### REQUIREMENT
Show every line in the records below that contains the word "garage", matching case exactly.

(Object location annotation data)
## begin

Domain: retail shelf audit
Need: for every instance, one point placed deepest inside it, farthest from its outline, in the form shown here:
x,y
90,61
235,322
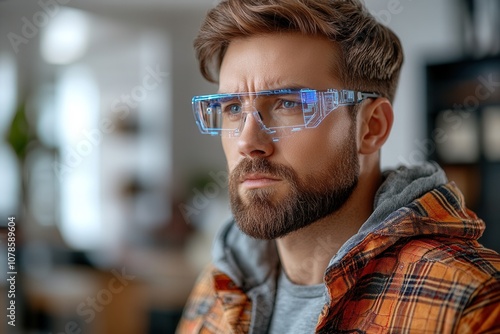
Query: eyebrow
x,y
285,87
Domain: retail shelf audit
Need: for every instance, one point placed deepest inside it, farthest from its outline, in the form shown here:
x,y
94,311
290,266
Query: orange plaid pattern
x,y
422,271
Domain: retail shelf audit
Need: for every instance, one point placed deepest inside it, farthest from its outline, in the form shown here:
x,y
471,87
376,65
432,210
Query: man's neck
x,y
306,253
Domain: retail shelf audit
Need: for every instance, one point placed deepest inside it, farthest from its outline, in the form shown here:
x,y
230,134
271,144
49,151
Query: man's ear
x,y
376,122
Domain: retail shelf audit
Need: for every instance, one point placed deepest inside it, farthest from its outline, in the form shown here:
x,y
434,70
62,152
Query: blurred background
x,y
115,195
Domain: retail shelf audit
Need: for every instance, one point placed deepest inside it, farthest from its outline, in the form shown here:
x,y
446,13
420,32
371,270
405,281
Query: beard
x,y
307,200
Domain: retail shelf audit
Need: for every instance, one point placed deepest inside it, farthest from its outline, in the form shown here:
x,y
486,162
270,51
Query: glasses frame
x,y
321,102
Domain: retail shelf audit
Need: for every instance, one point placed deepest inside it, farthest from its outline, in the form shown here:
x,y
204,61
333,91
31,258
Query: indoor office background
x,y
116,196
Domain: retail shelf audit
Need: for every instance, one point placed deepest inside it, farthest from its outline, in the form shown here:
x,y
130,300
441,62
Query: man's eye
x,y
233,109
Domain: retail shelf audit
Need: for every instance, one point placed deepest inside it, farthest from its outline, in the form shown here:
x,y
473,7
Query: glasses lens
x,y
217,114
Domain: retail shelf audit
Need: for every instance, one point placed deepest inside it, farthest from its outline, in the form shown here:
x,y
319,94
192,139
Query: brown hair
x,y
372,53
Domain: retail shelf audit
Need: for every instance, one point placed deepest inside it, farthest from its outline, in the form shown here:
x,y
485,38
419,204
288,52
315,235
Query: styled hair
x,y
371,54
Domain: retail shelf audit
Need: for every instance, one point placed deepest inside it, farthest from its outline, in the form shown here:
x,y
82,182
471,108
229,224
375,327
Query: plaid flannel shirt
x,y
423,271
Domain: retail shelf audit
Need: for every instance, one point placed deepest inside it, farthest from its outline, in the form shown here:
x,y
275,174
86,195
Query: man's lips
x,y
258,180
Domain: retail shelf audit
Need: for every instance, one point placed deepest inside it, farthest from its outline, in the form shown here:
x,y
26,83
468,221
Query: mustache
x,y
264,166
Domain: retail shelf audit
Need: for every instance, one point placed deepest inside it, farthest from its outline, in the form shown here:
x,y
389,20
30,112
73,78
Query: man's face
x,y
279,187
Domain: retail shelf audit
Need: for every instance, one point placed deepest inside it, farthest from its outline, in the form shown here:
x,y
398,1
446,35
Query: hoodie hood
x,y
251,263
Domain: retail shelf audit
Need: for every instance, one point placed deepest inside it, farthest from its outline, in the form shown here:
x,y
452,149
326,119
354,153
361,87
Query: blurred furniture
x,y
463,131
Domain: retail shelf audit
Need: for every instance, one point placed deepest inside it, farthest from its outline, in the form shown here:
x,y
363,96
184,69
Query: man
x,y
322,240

## end
## begin

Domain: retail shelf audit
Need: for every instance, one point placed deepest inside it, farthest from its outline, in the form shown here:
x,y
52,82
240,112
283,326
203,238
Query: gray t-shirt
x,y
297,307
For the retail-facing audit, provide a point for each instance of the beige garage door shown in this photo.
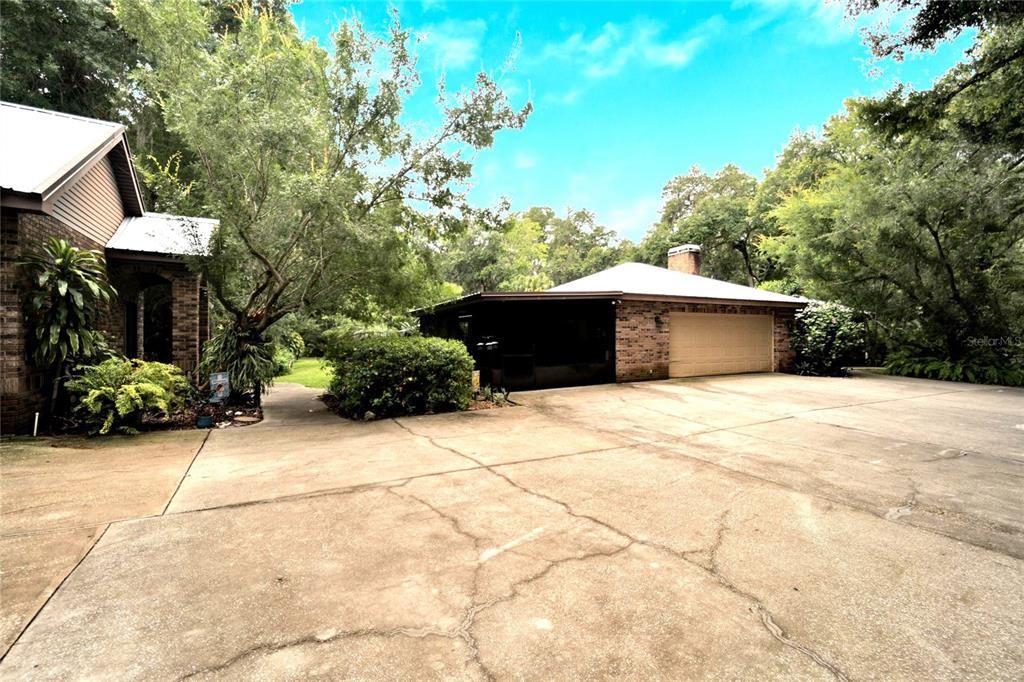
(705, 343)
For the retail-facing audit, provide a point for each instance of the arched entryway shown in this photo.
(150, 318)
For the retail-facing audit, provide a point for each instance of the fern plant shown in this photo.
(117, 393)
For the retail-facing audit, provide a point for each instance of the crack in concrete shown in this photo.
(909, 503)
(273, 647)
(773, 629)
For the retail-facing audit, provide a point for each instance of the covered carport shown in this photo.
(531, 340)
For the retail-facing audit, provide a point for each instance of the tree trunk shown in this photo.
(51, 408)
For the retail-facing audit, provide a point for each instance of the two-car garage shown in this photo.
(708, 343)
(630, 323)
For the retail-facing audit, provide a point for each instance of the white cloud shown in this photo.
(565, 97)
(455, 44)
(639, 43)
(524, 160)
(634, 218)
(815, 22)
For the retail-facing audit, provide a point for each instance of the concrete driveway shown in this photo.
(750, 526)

## end

### OUTPUT OF THE EXERCISE
For the retail-facing audit, provide a point for each instance of the beige garage door shown in this photo.
For the retail-facing audit, provide a point for each instance of the two-car garage shown in this photo.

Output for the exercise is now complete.